§ **Extract**
-- -- --

The compositions of this invention provide superior corrosion protection under normal and humid storage conditions, when compared to that provided by any of the individual components of the composition. The compositions of the present invention shows other advantages, including absence of zinc or chromate salts commonly associated with anti-corrosion agents. The compositions also can be prepared and applied to steel in the absence of significant volatile organic solvents such as kerosene; they are non-flammable, and readily removable by a detergent wash before further processing, such as phosphate surface treatment and painting. The compositions of this invention are effective at low surface loading rates, compared with conventional coatings such as petroleum-based Ship Oils, thereby providing economic advantages during application and greatly reduced waste disposal when the protective coating must be washed off. A further aspect of this invention is an increase in lubricity for the surface, which reduces or eliminates the need for of any other lubricant for metal processing.
The surfactants useful for the present invention may be anionic, cationic, non-ionic, or mixtures thereof, preferably nonionic surfactants. Non-ionic surfactants preferably have HLB values between 3.5 and 13 ("The HLB System" published by ICI America's Inc., Wilmington, Del.). Examples of surfactants are given in, but not limited to, those disclosed in Table 1.
The alkyl phosphates useful for the purposes of this invention are those of the general formula:
(RO)m --P--(O)--(OH)n
wherein
R is an alkyl group having 4 to 20 carbon atoms;
m is 1 or 2, and
n is 3-n.
One can also use mixtures of such alkyl phosphates. In an embodiment, one uses alkyl phosphates wherein R is 100% C10. In a preferred embodiment, one uses a mixture of alkyl phosphates wherein R is a mixture of C8 through C16.

-- -- --

§ **Records for the task**
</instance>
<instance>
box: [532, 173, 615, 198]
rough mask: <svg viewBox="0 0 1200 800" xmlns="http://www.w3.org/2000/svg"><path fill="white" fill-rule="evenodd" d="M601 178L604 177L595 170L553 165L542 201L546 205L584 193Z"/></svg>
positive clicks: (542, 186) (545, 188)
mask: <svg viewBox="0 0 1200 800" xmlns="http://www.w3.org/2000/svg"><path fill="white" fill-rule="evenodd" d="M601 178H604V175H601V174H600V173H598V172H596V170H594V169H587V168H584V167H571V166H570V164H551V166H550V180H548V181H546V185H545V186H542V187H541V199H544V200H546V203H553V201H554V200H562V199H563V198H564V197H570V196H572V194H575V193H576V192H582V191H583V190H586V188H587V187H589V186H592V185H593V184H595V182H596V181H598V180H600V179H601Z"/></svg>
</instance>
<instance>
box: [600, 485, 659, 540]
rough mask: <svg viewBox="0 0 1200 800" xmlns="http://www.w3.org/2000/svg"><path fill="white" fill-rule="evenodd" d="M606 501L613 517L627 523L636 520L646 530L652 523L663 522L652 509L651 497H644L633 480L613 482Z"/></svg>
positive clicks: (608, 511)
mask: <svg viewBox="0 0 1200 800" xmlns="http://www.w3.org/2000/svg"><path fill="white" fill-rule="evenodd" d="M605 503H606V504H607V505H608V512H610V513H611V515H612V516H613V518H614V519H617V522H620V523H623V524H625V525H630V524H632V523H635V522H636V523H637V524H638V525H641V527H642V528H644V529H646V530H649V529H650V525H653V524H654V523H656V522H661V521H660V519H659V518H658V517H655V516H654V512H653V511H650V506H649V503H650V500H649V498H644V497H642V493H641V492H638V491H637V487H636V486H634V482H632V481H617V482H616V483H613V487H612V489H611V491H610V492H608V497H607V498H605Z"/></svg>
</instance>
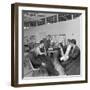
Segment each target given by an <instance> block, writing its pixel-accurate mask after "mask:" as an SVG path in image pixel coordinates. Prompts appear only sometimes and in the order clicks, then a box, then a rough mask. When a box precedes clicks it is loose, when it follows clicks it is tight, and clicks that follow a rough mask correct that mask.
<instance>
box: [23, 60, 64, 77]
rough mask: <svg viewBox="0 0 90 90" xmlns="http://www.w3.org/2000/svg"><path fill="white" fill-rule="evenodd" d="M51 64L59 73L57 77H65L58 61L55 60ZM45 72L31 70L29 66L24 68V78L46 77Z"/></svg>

-- -- --

§ **Study questions**
**1)** In the corrosion-protection text, what range of HLB values should the non-ionic surfactants preferably have?
**2)** How many lines of the records contain the string "clicks"? Case counts. Reply with the number only.

§ **Outputs by task**
**1)** Between 3.5 and 13.

**2)** 3